▶ Entries from a pointing dataset:
- - -

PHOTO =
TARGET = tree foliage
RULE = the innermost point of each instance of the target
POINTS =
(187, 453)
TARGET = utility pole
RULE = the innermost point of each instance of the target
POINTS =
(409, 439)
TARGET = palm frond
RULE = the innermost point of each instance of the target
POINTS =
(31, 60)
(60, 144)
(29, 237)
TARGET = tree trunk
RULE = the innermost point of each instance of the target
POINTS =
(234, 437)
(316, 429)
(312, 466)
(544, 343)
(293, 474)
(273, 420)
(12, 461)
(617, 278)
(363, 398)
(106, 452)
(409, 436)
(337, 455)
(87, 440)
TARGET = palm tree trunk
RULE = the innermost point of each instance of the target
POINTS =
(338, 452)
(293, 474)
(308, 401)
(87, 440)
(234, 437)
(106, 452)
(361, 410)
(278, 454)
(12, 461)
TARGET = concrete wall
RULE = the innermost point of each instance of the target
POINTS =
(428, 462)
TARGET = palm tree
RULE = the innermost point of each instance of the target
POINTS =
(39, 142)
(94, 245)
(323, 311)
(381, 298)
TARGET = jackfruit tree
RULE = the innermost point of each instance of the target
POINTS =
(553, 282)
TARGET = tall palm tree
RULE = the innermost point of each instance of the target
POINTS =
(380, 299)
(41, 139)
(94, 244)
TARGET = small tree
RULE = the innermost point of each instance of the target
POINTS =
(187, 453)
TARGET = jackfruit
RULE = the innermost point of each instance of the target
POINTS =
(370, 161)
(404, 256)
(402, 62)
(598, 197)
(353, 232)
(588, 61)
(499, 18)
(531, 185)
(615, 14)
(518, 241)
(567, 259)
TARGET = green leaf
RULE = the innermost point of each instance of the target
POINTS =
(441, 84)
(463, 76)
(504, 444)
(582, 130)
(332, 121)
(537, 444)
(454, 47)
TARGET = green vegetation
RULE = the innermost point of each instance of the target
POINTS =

- - -

▶ REQUIRED WORK:
Return the material exactly as it stands.

▶ RESPONSE TO THIS TASK:
PHOTO =
TARGET = tree foliage
RULE = the innermost point of each instance of the target
POINTS =
(187, 453)
TARGET = utility pole
RULE = the innermost point of each instance of the target
POINTS =
(409, 439)
TARGET = palm frond
RULE = the innermost point of each instance of the target
POINTS =
(31, 60)
(60, 144)
(29, 237)
TARGET = tree trunk
RULE = the innermost point of each instance of the target
POINTS =
(234, 437)
(316, 429)
(312, 466)
(544, 343)
(293, 474)
(273, 420)
(12, 461)
(617, 278)
(363, 398)
(106, 452)
(409, 436)
(337, 455)
(87, 440)
TARGET = palm tree trunk
RULE = the innermost point of each instance of the target
POINTS =
(338, 452)
(293, 474)
(308, 401)
(87, 440)
(234, 437)
(106, 452)
(361, 410)
(278, 454)
(12, 461)
TARGET = concrete wall
RULE = the innermost point of each instance of the target
POINTS =
(428, 462)
TARGET = palm tree
RULE = the innermost point of each instance of the target
POINTS =
(39, 142)
(94, 245)
(323, 311)
(381, 298)
TARGET = jackfruit tree
RULE = the innermost point of each instance of the target
POINTS =
(553, 282)
TARGET = tall palm tree
RULE = the innermost point of each instance of the target
POINTS =
(380, 299)
(41, 139)
(94, 244)
TARGET = small tree
RULE = the innermost point of each instance of the target
POINTS =
(187, 453)
TARGET = jackfruit
RULE = the innermost point of each instance of the target
POINTS =
(370, 161)
(404, 256)
(402, 62)
(598, 197)
(353, 232)
(588, 61)
(499, 18)
(531, 185)
(615, 14)
(518, 241)
(567, 259)
TARGET = green leaf
RULE = the innermost point of each instance of the target
POINTS =
(441, 84)
(463, 76)
(504, 444)
(582, 130)
(332, 121)
(537, 444)
(454, 47)
TARGET = green vegetation
RULE = the innermost point of each instance of the target
POINTS =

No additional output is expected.